Raw data:
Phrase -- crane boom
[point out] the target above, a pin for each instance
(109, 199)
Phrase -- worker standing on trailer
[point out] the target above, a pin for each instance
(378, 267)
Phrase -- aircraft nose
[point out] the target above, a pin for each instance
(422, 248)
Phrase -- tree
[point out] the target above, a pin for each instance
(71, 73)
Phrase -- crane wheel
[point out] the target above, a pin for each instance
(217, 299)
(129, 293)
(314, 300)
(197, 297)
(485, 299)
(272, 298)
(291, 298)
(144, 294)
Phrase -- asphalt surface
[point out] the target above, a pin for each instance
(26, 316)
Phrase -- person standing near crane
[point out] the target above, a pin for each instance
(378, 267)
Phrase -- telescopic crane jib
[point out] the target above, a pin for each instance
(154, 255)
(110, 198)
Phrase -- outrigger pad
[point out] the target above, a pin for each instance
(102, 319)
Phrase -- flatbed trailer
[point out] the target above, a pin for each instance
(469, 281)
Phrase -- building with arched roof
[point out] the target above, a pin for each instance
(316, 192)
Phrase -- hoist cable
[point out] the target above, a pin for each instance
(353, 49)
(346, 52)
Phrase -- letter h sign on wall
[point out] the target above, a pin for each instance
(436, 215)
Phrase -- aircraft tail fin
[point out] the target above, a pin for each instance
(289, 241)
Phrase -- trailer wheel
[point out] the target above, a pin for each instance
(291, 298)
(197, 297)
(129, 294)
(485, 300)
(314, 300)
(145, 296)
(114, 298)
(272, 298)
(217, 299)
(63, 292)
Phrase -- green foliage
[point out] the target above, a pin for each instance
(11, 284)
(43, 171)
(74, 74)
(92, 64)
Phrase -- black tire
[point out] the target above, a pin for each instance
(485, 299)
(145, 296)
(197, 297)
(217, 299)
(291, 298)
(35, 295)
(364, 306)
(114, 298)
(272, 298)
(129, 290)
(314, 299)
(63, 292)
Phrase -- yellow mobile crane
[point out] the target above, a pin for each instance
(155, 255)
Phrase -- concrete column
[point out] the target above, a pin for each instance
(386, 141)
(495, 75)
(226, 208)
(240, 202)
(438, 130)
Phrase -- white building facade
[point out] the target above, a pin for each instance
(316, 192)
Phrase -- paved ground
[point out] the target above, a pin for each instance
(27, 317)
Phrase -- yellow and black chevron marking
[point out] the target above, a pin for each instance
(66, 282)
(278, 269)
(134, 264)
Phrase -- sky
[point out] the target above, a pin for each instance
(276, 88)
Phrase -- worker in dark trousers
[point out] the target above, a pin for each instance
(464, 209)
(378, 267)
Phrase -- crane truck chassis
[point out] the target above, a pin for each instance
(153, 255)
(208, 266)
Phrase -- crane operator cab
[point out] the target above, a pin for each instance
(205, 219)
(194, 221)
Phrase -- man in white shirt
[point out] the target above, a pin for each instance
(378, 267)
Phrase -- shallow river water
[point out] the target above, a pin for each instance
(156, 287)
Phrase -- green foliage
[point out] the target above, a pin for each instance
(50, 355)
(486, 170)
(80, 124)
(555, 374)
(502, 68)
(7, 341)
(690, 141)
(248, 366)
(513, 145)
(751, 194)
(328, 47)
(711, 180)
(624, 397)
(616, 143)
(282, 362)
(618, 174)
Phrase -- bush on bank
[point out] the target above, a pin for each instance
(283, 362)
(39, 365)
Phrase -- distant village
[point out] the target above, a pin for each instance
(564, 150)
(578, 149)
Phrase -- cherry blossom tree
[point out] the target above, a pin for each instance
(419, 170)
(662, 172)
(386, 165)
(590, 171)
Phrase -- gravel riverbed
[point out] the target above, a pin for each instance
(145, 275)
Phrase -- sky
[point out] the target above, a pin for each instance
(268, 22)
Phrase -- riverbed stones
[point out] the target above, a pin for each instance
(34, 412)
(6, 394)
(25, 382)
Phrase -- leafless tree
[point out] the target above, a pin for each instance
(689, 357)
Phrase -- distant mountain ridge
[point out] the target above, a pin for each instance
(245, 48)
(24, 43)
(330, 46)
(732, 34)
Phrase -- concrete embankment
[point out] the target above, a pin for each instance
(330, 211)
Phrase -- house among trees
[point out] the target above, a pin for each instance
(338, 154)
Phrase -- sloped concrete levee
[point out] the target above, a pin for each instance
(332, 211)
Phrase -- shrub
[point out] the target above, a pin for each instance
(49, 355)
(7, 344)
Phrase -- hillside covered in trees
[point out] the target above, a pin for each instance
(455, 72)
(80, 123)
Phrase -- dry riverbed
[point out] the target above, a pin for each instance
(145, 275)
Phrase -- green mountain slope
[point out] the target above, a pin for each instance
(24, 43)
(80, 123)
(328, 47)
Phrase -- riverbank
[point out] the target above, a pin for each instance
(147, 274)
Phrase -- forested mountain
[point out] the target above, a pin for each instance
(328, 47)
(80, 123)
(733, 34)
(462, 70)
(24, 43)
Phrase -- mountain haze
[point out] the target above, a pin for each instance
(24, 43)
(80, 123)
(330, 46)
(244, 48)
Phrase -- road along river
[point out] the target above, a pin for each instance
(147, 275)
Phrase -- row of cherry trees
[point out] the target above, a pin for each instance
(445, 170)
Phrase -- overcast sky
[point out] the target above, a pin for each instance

What you will do: From the top of the listing above, restate each line word for word up to and including the line with "Phrase -- tree"; add nothing else.

Response to the exercise:
Phrase -- crane boom
[point out] the target above, a pin for each instance
(109, 199)
Phrase -- worker standing on trailer
[point out] the target above, a pin for each instance
(378, 267)
Phrase -- aircraft nose
[point out] the target above, a pin for each instance
(422, 248)
Phrase -- tree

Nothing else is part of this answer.